## Work to complete
- a) From the post about Davka's album below, list the musical styles Davka is said to combine.
- b) For each statement, say whether it agrees with the post about Davka's album below, and quote the words that decide it: (i) The CD's spine claims that Davka redefines Klezmer. (ii) Davka plays music that acknowledges klezmer roots. (iii) The writer says Klezmer has come to mean "Jewish music" for everyone.
- c) Pick up the post about Davka's album below after its final sentence and keep writing it.

So, I've just finished reviewing a new album by Davka, who play
a fascinating, impassioned mix of Middle Eastern sounds, Western
classical, and add some jazz. In writing the review, I find myself
also attempting to answer the challenge on the CD's spine: "Davka
redefines Klezmer." This is something of a challenge when you don't
play anything that acknowledges klezmer roots, but, okay, let's
think on it for a while.

I end up considering that Klezmer, God bless us, has come to mean
"Jewish music" for some people (much to the horror, I am sure, of
some participants and readers on this list, but so be it--zo' hee
oovda). If that is true, we come to a fascinating stream of search
for consciousness which I ended up describing as follows (excerpted
from the review):

"What makes this especially fascinating is the sociological odyssey 
that these descriptions appear to signify. For many people of my 
generation and younger, Zionism was to be the replacement for Judaism.

## Excerpted records
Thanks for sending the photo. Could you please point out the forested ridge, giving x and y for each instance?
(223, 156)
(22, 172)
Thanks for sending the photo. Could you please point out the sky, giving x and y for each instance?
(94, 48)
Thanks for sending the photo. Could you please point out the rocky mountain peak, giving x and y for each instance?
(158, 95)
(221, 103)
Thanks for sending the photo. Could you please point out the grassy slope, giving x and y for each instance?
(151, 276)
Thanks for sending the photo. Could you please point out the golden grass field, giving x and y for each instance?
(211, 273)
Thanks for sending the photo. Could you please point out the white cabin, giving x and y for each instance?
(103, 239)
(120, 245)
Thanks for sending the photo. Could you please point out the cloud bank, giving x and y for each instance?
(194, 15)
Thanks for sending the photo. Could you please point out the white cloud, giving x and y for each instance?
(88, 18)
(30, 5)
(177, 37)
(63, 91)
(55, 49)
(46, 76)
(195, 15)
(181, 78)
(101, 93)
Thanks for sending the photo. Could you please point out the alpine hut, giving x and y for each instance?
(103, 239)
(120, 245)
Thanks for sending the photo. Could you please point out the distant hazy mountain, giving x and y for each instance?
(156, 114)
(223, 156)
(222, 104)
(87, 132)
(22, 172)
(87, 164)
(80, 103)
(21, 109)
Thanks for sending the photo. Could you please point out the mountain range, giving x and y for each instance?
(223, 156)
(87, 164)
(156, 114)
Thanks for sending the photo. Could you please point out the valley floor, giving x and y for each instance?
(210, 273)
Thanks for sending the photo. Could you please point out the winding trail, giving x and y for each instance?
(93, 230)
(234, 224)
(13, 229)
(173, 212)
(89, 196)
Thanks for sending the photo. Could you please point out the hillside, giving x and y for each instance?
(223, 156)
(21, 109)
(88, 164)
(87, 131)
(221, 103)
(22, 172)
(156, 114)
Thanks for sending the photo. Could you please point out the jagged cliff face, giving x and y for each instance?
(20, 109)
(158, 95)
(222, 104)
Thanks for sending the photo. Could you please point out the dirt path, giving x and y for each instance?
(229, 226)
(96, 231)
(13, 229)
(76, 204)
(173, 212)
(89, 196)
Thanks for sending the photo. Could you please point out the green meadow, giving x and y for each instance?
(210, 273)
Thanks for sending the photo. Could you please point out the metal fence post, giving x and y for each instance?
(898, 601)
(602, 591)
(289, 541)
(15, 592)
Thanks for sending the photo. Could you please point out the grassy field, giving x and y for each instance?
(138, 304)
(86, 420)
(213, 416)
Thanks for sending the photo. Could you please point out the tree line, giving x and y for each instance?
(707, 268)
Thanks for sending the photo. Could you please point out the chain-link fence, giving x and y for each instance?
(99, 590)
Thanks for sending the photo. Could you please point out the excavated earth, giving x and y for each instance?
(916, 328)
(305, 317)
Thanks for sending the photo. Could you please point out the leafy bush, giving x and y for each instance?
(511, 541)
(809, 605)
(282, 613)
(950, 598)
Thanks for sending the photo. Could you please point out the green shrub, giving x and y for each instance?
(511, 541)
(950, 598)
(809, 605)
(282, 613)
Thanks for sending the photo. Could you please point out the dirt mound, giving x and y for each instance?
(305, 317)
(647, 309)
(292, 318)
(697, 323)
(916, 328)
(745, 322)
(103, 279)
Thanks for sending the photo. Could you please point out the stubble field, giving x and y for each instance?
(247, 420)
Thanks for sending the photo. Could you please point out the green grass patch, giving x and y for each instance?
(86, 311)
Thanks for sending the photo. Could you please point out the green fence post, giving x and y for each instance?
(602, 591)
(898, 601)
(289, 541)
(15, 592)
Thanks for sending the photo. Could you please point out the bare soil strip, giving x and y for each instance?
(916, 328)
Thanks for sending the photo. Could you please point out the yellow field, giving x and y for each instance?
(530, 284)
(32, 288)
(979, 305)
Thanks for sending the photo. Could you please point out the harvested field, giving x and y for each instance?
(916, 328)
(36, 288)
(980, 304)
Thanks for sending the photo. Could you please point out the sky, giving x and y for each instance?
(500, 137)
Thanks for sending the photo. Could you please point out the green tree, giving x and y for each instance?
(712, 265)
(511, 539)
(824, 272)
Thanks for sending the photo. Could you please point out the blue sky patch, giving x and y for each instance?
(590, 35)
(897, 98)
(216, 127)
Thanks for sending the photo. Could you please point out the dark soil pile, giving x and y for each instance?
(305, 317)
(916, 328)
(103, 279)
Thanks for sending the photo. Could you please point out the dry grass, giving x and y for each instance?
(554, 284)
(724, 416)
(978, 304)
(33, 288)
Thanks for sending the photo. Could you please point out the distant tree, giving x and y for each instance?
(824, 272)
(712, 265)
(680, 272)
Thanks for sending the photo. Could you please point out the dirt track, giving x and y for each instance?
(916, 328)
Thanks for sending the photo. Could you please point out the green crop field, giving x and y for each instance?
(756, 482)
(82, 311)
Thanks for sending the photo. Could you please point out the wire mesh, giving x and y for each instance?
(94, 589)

## Answer set
- a) Middle Eastern sounds, Western classical, and jazz.

- b)
(i) Yes: "Davka redefines Klezmer."
(ii) No: "you don't play anything that acknowledges klezmer roots"
(iii) No: "for some people"

- c)
Israeli culture the replacement for Jewish culture. For many of us, 
Israeli, and especially Middle-Eastern sounds were far more familiar 
than those of the klezmorim, or Yiddish Theatre, or even Sephardic 
folk traditions. Yet, Israel is also clearly the hope of future past. 
For all that it matters to Jews, Israel is its own country, and to 
define one's Jewish self requires a search for other, deeper and more 
contiguous roots, a re-search into Jewish history and music and culture. 
In the case of Davka that has led to Jewish mysticism 
of the Middle Ages; in the case of this album, pieces influenced by 
their reading of and about the MaHaRal, a famous wonder-rebbe of Prague, 
the creator, so legend has it, of the Golem, one of the most powerful 
Jewish symbols of direct power against oppression."

The full review is at
   http://www.well.com/user/ari/klez/bands/davka/lavy/davka.lavy.html
with the full list of the new reviews, as usual, at
   http://www.well.com/user/are/klez/klezlist.html

but let's discuss this a bit. Am I totally off the deep end? 
Do these points resonate at all? a bit?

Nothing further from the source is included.